→ **Your tasks**
1. From the extract on telling real AI crawlers from fake ones, return the text starting at "How to tell" and ending at "definition, not GPTBot.".
2. Summarize the extract on telling real AI crawlers from fake ones in two sentences.

╭─ Extract to read

Run my free GEO audit

How to tell real from fake

The check is simple in principle: do not trust the user agent, trust the source. For the bots that support it, that means confirming the request's IP belongs to the company it claims, using either the published IP ranges or a reverse-then-forward DNS lookup. A request claiming to be GPTBot from an IP that does not resolve to OpenAI's infrastructure is, by definition, not GPTBot.

We walk through the exact verification method — published ranges, reverse-DNS, and the per-bot specifics — in how to verify AI crawlers. To check your own traffic against a known-bot reference without writing code, use the AI crawler check tool. For the full roster of bots and what each one does, see the AI crawler list for 2026.

╰─
╭─ Excerpted data

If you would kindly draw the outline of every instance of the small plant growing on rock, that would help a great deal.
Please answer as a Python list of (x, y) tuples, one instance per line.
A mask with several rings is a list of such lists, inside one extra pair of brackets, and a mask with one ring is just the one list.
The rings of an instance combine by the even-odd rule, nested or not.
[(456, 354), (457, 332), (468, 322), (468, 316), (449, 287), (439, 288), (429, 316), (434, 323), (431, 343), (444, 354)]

╰─

→ **Answers for this exercise**
1.
How to tell real from fake

The check is simple in principle: do not trust the user agent, trust the source. For the bots that support it, that means confirming the request's IP belongs to the company it claims, using either the published IP ranges or a reverse-then-forward DNS lookup. A request claiming to be GPTBot from an IP that does not resolve to OpenAI's infrastructure is, by definition, not GPTBot.

2. Instead of trusting a request's user agent, you confirm that its IP belongs to the company it claims to come from, using published IP ranges or a reverse-then-forward DNS lookup for the bots that support this. A request that calls itself GPTBot but comes from an IP that doesn't resolve to OpenAI's infrastructure is not GPTBot.